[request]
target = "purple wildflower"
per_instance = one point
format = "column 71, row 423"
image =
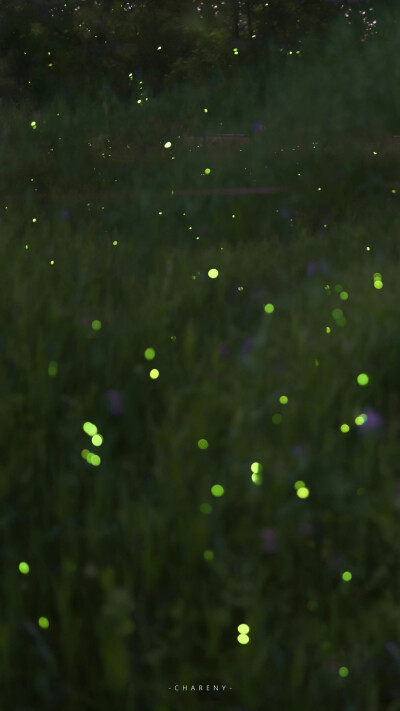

Written request:
Please type out the entries above line for line, with nothing changed, and leave the pictures out.

Problem solution:
[request]
target = "purple wildflower"
per_instance = one point
format = "column 71, row 423"
image =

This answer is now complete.